-- begin Excerpt --

Jackson Volcano is an extinct volcano 2,900 feet (880 m) beneath the city of Jackson, Mississippi, under the Mississippi Coliseum. The uplifted terrain around the volcano forms the Jackson Dome, an area of dense rock clearly noticeable in local gravity measurements.[1] E.W. Hilgard published his theory of an anticline beneath Jackson in 1860 due to his observations of surface strata.[2][3] The dome contains relatively pure carbon dioxide which is used in oil production in Gulf Coast oil fields.[4] The noble gas data suggests mantle origins with a date of 70 million years for the Jackson Dome intrusion.[5] Geologists have evidence of repeated uplifts accompanied by dike intrusions and volcanic extrusions, erosion, and sedimentation with one coral reef having developed during a submergence. Much of the oil at the crest of the dome volatilized during a late uplift, but oil production wells numbered over a hundred in 1934.[6]

Jackson structure contour map, top of the Clayton, with gas well locations

Jackson Volcano is believed to have been extinct for at least 66 million years.[7][8] A hypothesis states that the Jackson Volcano and related igneous activity in Mississippi were a result of the North America Plate's passage over the Bermuda hotspot 66 million years ago.[9] Alternatively, the volcanism may have been part of a worldwide eruption driven by superplumes, similar to the conditions that created the Deccan Traps and the Siberian Traps.[1]

The volcano is one of four inside cities in the United States, Diamond Head in Honolulu, Hawaii, Pilot Butte in Bend, Oregon, and Mount Tabor in Portland, Oregon being the others. The volcano was discovered in 1819.[10]


During the Late Cretaceous, the Western Interior Seaway extended into present-day Mississippi forming the Mississippi embayment and depositing the Tuscaloosa Formation. Igneous activity progressed along an arc in the northern Gulf of Mexico Basin starting with the Prairie Creek lamproite (110 Ma) in the west to the Magnet Cove (105 Ma), Granite Mountain (90 Ma), Monroe-Sharkey Uplift with its Midnight Volcano (80 Ma), and finally the Jackson Dome (70 Ma) in the east. The Jackson intrusion metamorphosed the Cotton Valley formation and deformed it into a dome structure. Thus, the Tuscaloosa consists of ash and tuff at the dome and eroded igneous rock away from the dome. Volcanic material is also found in the overlying Eutaw Formation. Subsidence and sea level rise resulted in the deposition of the chalk and limestone of the Selma Group. Natural gas accumulated in the Selma "gas rock" limestone underlying the Clayton limestone. The structure was noticed by Hopkins in 1917 and a successful gas well was drilled in 1930, but the field was nearly exhausted by 1939. Jackson Volcano ash within the Eutaw Formation produces oil in the Tinsley Oil Field, where oil was first discovered in the Woodruff Sandstone (Selma Chalk), an eroded sand from Jackson.[11][12]


  1. ^ a b Dockery III, David T.; John C. Marble; Jack Henderson (1997). "The Jackson Volcano" (PDF). Mississippi Geology. 18 (3): 33–45.

-- end Excerpt --

Given task 1:
Name the other volcanoes that, according to the text on Jackson Volcano, lie inside cities in the United States, each with its city and state.
The text and the rows come from separate sources.

-- begin Supplied data --

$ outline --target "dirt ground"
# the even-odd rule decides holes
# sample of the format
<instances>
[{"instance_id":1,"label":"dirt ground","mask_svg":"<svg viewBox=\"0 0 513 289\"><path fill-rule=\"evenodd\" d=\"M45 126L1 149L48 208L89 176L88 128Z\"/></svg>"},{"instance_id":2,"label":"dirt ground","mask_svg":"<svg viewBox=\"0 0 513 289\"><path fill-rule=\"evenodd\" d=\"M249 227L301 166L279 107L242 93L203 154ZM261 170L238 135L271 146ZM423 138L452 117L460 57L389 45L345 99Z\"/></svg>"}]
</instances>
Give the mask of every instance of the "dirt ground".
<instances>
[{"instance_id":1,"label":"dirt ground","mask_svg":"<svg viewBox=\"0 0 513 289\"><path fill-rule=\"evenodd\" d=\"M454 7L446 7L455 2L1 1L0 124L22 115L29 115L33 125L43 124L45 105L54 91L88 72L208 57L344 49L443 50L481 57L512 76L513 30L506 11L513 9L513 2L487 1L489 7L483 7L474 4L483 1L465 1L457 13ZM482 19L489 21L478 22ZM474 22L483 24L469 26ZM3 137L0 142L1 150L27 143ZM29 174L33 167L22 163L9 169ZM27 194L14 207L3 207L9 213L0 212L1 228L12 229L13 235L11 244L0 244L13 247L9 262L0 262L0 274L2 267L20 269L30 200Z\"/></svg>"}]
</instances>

-- end Supplied data --

Given task 2:
Extract every line of the rows that contains the string "ground", with case counting.

Complete output 1:
Diamond Head in Honolulu, Hawaii
Pilot Butte in Bend, Oregon
Mount Tabor in Portland, Oregon

Complete output 2:
$ outline --target "dirt ground"
[{"instance_id":1,"label":"dirt ground","mask_svg":"<svg viewBox=\"0 0 513 289\"><path fill-rule=\"evenodd\" d=\"M45 126L1 149L48 208L89 176L88 128Z\"/></svg>"},{"instance_id":2,"label":"dirt ground","mask_svg":"<svg viewBox=\"0 0 513 289\"><path fill-rule=\"evenodd\" d=\"M249 227L301 166L279 107L242 93L203 154ZM261 170L238 135L271 146ZM423 138L452 117L460 57L389 45L345 99Z\"/></svg>"}]
Give the mask of every instance of the "dirt ground".
[{"instance_id":1,"label":"dirt ground","mask_svg":"<svg viewBox=\"0 0 513 289\"><path fill-rule=\"evenodd\" d=\"M454 7L446 7L455 2L1 1L0 124L22 115L29 115L33 125L43 124L45 105L54 91L88 72L208 57L344 49L443 50L481 57L512 76L513 30L506 11L513 9L513 2L487 1L489 7L483 7L474 4L483 1L465 1L457 13ZM482 19L489 21L478 22ZM474 22L483 24L469 26ZM3 137L0 142L1 150L27 143ZM29 174L33 167L22 163L9 169ZM27 194L14 207L3 207L9 213L0 212L1 228L12 229L13 235L11 244L0 244L13 247L9 262L0 262L0 274L2 267L20 269L30 200Z\"/></svg>"}]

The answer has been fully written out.